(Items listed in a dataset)

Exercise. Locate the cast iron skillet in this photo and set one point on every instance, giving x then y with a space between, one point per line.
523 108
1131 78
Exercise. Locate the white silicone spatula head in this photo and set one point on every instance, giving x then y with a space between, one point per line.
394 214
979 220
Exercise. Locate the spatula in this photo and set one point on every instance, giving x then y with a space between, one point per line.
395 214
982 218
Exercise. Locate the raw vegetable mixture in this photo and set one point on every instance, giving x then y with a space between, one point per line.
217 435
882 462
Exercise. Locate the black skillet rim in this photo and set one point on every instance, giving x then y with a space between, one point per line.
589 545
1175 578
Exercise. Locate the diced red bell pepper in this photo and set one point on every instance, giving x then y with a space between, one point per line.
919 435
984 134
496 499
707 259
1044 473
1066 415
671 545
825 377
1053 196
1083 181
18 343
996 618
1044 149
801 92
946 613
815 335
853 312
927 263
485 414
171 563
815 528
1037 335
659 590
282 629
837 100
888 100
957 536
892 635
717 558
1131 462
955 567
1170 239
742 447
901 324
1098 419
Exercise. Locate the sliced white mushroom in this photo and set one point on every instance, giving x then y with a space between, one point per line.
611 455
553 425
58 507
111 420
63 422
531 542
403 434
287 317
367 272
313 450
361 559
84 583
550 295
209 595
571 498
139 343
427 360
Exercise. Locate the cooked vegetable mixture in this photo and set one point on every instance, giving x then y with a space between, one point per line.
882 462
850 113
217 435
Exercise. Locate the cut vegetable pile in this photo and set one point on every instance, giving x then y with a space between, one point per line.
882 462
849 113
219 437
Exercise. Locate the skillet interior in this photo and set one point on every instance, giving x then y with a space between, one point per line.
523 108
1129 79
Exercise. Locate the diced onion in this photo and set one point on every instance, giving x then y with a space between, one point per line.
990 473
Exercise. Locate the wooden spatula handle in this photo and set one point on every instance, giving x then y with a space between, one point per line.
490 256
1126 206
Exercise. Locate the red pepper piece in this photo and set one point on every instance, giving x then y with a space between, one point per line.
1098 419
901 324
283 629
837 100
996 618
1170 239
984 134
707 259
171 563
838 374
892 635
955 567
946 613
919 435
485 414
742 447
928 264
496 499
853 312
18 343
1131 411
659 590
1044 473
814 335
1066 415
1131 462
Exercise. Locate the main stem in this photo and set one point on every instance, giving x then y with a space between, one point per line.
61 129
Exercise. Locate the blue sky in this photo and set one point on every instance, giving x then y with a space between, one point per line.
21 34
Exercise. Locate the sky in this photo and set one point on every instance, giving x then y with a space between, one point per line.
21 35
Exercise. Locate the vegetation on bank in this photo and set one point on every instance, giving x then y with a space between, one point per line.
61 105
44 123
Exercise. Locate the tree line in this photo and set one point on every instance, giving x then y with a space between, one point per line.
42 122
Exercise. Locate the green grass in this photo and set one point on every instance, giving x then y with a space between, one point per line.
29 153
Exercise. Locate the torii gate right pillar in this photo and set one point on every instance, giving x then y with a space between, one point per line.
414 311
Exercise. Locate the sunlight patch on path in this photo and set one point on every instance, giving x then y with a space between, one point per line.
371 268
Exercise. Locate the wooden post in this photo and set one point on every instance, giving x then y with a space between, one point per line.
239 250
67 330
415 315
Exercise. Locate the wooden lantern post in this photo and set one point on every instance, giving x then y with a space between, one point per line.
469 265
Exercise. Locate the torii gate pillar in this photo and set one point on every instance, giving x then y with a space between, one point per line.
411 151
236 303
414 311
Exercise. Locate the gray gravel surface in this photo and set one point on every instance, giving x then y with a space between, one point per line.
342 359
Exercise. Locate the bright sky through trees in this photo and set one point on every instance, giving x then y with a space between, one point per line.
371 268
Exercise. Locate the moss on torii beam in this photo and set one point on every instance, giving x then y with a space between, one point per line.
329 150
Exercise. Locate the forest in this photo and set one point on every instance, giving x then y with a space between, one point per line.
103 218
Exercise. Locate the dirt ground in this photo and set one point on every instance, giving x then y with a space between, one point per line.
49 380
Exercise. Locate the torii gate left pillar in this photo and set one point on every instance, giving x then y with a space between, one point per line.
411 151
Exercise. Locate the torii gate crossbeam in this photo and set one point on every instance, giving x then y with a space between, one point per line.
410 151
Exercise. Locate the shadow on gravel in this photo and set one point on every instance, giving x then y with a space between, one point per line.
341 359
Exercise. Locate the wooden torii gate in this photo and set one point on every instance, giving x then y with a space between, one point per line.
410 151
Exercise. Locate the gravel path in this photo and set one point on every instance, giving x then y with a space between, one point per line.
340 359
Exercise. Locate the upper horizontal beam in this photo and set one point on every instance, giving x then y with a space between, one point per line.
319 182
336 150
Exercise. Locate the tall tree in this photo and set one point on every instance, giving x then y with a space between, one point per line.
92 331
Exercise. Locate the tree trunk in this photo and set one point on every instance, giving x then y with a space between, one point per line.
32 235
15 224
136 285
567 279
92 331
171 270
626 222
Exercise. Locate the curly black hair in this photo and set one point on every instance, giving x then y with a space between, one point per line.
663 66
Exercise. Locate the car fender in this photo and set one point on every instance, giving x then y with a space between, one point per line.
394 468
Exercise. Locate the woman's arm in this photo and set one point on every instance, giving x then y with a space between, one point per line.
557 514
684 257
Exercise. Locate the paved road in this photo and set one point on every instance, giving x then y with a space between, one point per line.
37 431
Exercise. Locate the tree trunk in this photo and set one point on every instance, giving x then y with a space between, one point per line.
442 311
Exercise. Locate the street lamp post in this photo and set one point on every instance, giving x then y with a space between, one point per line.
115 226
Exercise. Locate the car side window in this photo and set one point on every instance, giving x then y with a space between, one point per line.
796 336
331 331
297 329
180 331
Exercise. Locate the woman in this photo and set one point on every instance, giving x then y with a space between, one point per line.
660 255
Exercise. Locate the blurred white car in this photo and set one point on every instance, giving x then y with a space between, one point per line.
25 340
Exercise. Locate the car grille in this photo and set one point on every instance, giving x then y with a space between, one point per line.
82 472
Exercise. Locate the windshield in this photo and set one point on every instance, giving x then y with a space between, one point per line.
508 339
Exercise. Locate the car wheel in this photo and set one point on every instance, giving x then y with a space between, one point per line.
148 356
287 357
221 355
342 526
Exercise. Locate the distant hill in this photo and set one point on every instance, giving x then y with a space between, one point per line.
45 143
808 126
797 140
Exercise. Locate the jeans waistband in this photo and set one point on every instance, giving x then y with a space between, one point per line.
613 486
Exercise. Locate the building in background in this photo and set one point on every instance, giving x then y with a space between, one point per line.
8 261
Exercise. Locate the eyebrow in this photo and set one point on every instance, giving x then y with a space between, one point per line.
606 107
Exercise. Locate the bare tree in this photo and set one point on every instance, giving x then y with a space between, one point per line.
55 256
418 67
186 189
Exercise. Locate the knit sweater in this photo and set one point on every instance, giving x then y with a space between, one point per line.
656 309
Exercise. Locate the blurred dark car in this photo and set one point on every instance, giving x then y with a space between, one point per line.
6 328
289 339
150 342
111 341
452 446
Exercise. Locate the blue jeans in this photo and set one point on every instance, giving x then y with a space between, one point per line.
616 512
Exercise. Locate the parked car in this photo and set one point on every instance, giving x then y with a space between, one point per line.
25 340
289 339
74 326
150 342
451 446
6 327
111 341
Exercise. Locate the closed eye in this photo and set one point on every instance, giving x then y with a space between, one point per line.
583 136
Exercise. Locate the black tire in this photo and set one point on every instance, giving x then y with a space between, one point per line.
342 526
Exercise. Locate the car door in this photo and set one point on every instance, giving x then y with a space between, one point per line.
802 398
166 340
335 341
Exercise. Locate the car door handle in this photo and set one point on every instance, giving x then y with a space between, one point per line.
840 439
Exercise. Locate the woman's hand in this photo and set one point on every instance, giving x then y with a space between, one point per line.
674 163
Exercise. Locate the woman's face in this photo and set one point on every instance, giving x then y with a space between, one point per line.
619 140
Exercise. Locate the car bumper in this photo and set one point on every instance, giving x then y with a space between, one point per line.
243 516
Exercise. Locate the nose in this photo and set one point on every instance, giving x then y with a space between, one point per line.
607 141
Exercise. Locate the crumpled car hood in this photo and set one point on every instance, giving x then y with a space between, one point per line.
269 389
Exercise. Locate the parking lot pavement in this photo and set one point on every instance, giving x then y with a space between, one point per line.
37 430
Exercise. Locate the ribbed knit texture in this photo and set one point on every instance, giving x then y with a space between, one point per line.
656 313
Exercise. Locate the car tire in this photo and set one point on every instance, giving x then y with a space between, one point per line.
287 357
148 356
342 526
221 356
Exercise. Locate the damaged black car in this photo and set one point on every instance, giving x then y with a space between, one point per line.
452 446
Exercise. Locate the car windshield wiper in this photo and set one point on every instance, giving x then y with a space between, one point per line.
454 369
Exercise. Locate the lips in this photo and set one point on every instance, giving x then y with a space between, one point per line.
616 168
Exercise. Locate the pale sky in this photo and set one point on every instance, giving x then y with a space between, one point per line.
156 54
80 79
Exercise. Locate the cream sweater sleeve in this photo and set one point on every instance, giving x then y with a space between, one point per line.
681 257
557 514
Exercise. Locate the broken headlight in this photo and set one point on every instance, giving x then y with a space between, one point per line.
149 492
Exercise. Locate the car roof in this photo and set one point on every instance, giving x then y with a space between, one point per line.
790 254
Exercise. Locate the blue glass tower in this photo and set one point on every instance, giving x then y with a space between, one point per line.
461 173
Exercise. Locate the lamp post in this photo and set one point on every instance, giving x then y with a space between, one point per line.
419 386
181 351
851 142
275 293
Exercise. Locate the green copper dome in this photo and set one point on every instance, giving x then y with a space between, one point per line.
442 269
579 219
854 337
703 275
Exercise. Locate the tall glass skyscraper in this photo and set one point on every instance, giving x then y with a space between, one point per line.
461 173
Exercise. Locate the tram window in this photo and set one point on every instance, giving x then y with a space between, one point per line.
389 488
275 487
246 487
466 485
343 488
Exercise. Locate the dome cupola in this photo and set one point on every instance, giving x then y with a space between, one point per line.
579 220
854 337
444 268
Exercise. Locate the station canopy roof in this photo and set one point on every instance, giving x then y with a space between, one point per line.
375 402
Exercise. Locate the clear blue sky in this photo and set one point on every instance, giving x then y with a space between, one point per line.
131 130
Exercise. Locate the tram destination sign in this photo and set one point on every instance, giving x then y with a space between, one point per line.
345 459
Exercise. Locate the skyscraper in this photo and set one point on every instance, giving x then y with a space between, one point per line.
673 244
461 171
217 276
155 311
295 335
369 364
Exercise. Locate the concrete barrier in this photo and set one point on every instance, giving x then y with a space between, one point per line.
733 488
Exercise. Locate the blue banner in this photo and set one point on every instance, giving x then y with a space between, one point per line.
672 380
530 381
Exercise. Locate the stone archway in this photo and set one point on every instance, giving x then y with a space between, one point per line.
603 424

● **Aim**: Begin at the line that has "Exercise. Locate the tram destination" and stop after the last line of the records. Rewrite those lines with "Locate" swapped for "Find", changing nothing else.

● **Answer to this problem**:
Exercise. Find the tram destination sign in this photo and set one point on every instance, giving x then y with a space between, one point per line.
345 459
Exercise. Find the skyscraper in this photo and set one point on every instance, giving x then y with a space between, one point per line.
673 244
461 171
217 276
155 311
295 335
369 364
Exercise. Find the concrete barrier in this photo and set one point on every instance, giving x then y with a space between, one point per line.
733 488
Exercise. Find the blue banner in this photo and set one point on every instance, giving x then y with a space between, one point per line.
672 380
530 381
Exercise. Find the stone archway in this photo and set one point on every instance, giving x then y with a space between, one point per line.
603 424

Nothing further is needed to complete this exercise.